I drilled a 3mm hole down a 40mm length of 10mm diameter PTFE rod, then drilled out and tapped M6 the last 5mm or so:

I then screwed the whole assembly together:

The thermistor is the bump at the right hand end; this was positioned past the end of the heater windings to get temperature readings from the brass, not the nichrome heater wire; before putting the thermistor on I cleared a patch of PTFE away using a wall file to expose the brass, so the thermistor is resting right on the metal; I wrapped a little PTFE tape round the thermistor leads to stop them shorting. The heater wires are the ones heading off top right.

I rolled up some 3mm diameter polymorph rod, and switched the heating current on. 300 mm of 0.2mm nichrome wire has a resistance of about 12 ohms, and I was running it at 12 volts (i.e. 1 amp / 12 watts). This brought it up to temperature (about 130 degrees C, or a thermistor resistance of about 350 ohms) so quickly (less than a minute) that I had to turn the voltage down to prevent overheating. This is good, as it means it should be easy to do PWM temperature control with a PIC and a power transistor.

(Note the extremely rusty retort stand; this was done on a Saturday morning in my lab at home, not the well-equipped ones at Bath University...)

The multimeter on the left is measuring the thermistor's resistance, and the bench P.S. on the right is supplying the heater.

I pushed the polymorph rod through. A force of between 20 and 30N gave extrusion at 2mm per second.

The PTFE rod stayed nice and cool, and should be easy to clamp into the pinch-wheel feed that Vik is designing. It may be necessary to put a hot-air heating jacket round the extruder, not to keep it hot, but to direct hot air down to soften the polymer that has already been deposited to get good adhesion.

Unrelated to polymorph extruders, here are a few thoughts on deployment logistics. I haven't seen this topic discussed much elsewhere.

It might be good to work with some organization like the Peace Corps to deploy the RepRap gadget in the developing world, once it's ready for deployment. The Peace Corps is still around, but they're nowhere near as popular or well-known today as when they were heavily advertised in the 60s and 70s. Maybe the RepRap project could give them a new spurt of popularity, and in exchange they provide the organizational support to get it deployed. Deployment will require foreign language skills and training skills, and the Peace Corps has been doing both for decades.

DATA PROVIDED:
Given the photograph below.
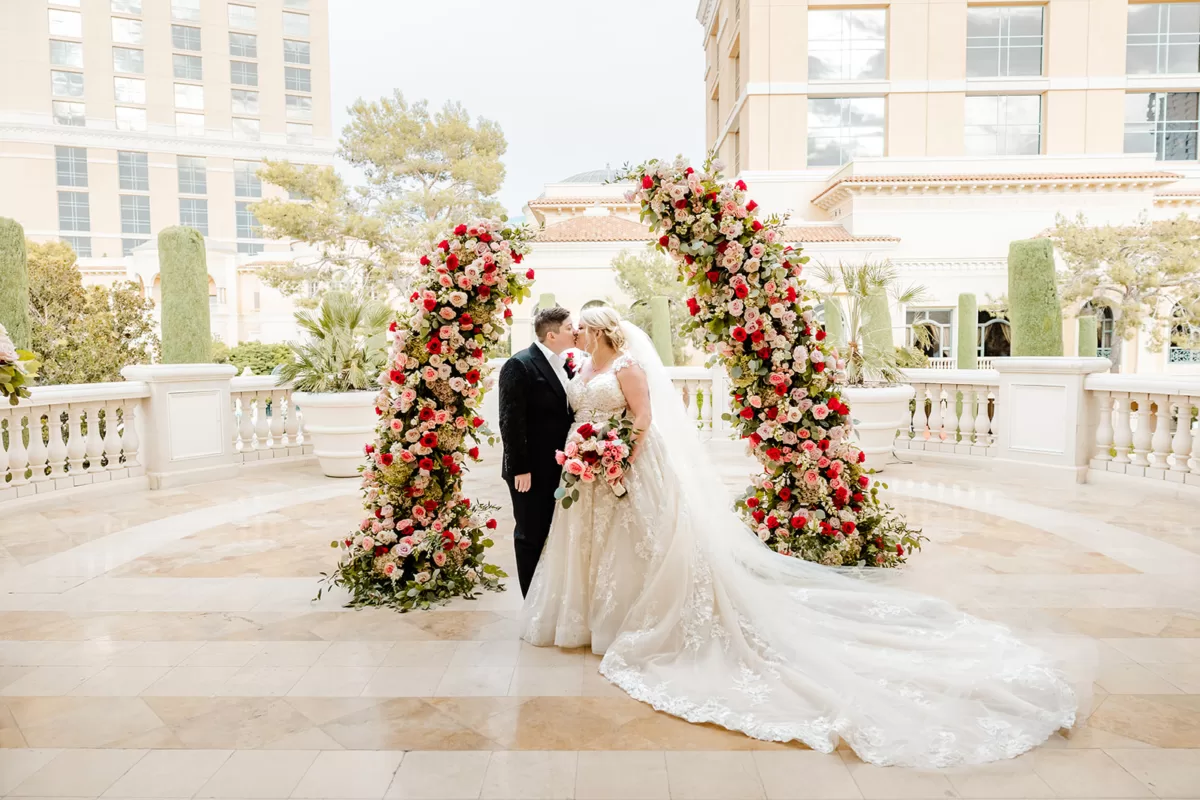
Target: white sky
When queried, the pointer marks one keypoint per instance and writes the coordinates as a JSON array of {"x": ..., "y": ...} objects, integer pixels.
[{"x": 575, "y": 84}]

GOAL OF THE EXERCISE: Pick up the polymorph extruder text after its last sentence and continue it.

EXERCISE RESPONSE:
It might make sense to set up regional centers that local people can come to for RepRap training. You want to get to a point where locals are being trained by other locals, and you want deployment to be geographically uniform. So from the day of arrival, you recruit local people for the regional center who understand and agree with the GPL commonweal vibe, so that vibe continues to inform deployment after you leave the region.

So then a town or village sends some people to their regional center to get trained, and part of their training is to complete a half-dozen RepRaps to bring home with them, and to become competent at fixing broken RepRaps. Those villages then become local centers, and get some kind of subsidy for training other nearby villages and supplying them with RepRaps. There might be a volunteer who visits the local center to (a) help them if they run into any trouble, and (b) make sure they're keeping up their end of the subsidy bargain. The subsidy might be paid in raw materials.

Many developing countries have local warlords. They'll want to control the RepRap technology and deny it to everybody outside their direct control. Also, they'll try to use the RepRap to make weapons. I don't think I have any good ideas how to deal with these things. Maybe the Peace Corps has useful insight here.

You also need to get raw materials to all these RepRap users, unless the RepRap reaches the point where it can work from rocks and leaves and twigs. Temporarily, this can be subsidized by charity funding from the developed world, but that won't be sustainable in the long haul. Eventually users will need to exchange something for raw materials. If all users build the same stuff, then RepRap-built finished goods will quickly become cheap commodities, worth little more than the raw materials themselves. It's probably smart to encourage them to diversify and specialize, to produce unique local artifacts that get additional value from their uniqueness.
That's both interesting and useful.

I always intended to approach charities with interests in secondary education in the developing world - I think it would be a lot easier to get 15-year-olds using RepRap than 50-year-olds... We would also need a supply of cheap PCs; fortunately these are now such a throw-away item in the developed world that their disposal is becoming an ecological problem...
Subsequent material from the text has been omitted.